» **Exercise details**:
Convert the records below into a Markdown table with two columns, Number and Record line, giving each non-blank line its own numbered row and leaving out blank lines.

(Dataset records)
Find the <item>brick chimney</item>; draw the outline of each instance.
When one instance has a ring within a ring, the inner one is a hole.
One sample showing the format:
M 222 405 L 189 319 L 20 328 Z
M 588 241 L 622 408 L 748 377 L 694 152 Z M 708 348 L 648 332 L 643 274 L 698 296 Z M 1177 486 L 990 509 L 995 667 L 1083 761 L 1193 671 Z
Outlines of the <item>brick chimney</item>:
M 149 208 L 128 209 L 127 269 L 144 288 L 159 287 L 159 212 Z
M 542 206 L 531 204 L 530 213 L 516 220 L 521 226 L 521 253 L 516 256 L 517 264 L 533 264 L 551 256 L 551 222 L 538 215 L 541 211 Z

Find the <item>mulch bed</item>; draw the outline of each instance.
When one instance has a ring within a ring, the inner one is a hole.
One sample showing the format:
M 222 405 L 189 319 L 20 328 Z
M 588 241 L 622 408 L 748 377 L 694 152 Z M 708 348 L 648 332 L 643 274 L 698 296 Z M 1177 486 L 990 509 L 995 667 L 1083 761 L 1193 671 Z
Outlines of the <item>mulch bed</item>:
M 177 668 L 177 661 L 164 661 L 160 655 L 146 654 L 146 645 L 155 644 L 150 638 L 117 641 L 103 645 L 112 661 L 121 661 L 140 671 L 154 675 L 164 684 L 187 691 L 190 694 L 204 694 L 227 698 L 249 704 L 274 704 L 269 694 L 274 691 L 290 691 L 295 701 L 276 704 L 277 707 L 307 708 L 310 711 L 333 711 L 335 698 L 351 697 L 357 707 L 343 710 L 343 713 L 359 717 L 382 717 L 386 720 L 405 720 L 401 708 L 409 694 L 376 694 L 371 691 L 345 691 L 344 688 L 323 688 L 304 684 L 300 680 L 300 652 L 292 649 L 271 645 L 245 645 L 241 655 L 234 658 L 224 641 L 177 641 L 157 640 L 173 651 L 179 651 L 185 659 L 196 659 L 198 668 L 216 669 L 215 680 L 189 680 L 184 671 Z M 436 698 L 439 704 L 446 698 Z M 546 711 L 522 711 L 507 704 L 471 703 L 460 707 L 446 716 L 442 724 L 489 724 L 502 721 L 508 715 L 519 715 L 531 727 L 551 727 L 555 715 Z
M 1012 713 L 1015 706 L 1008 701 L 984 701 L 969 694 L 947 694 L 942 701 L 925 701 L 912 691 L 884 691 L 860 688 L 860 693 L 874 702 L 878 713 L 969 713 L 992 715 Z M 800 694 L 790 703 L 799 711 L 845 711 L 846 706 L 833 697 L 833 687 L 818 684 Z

» **Task response**:
| Number | Record line |
|---|---|
| 1 | Find the <item>brick chimney</item>; draw the outline of each instance. |
| 2 | When one instance has a ring within a ring, the inner one is a hole. |
| 3 | One sample showing the format: |
| 4 | M 222 405 L 189 319 L 20 328 Z |
| 5 | M 588 241 L 622 408 L 748 377 L 694 152 Z M 708 348 L 648 332 L 643 274 L 698 296 Z M 1177 486 L 990 509 L 995 667 L 1083 761 L 1193 671 Z |
| 6 | Outlines of the <item>brick chimney</item>: |
| 7 | M 149 208 L 128 209 L 127 269 L 144 288 L 159 287 L 159 212 Z |
| 8 | M 542 206 L 531 204 L 530 213 L 516 220 L 521 226 L 521 253 L 516 256 L 517 264 L 533 264 L 551 256 L 551 222 L 538 215 L 541 211 Z |
| 9 | Find the <item>mulch bed</item>; draw the outline of each instance. |
| 10 | When one instance has a ring within a ring, the inner one is a hole. |
| 11 | One sample showing the format: |
| 12 | M 222 405 L 189 319 L 20 328 Z |
| 13 | M 588 241 L 622 408 L 748 377 L 694 152 Z M 708 348 L 648 332 L 643 274 L 698 296 Z M 1177 486 L 990 509 L 995 667 L 1083 761 L 1193 671 Z |
| 14 | Outlines of the <item>mulch bed</item>: |
| 15 | M 177 668 L 177 661 L 164 661 L 160 655 L 146 654 L 146 645 L 155 644 L 150 638 L 117 641 L 103 645 L 112 661 L 121 661 L 140 671 L 154 675 L 164 684 L 187 691 L 190 694 L 204 694 L 227 698 L 249 704 L 274 704 L 269 694 L 274 691 L 290 691 L 295 701 L 276 704 L 277 707 L 307 708 L 310 711 L 333 711 L 335 698 L 351 697 L 357 707 L 343 710 L 343 713 L 359 717 L 382 717 L 386 720 L 405 720 L 401 708 L 409 694 L 376 694 L 371 691 L 345 691 L 344 688 L 323 688 L 304 684 L 300 680 L 300 652 L 292 649 L 271 645 L 245 645 L 241 655 L 234 658 L 224 641 L 177 641 L 157 640 L 173 651 L 179 651 L 185 659 L 196 659 L 198 668 L 216 669 L 215 680 L 189 680 L 184 671 Z M 436 698 L 439 704 L 446 698 Z M 546 711 L 522 711 L 507 704 L 471 703 L 460 707 L 446 716 L 442 724 L 489 724 L 502 721 L 508 715 L 519 715 L 531 727 L 551 727 L 555 715 Z |
| 16 | M 1012 713 L 1015 706 L 1008 701 L 984 701 L 969 694 L 947 694 L 942 701 L 925 701 L 912 691 L 884 691 L 860 688 L 860 693 L 874 702 L 878 713 L 969 713 L 992 715 Z M 800 694 L 790 703 L 799 711 L 845 711 L 846 706 L 833 697 L 833 687 L 818 684 Z |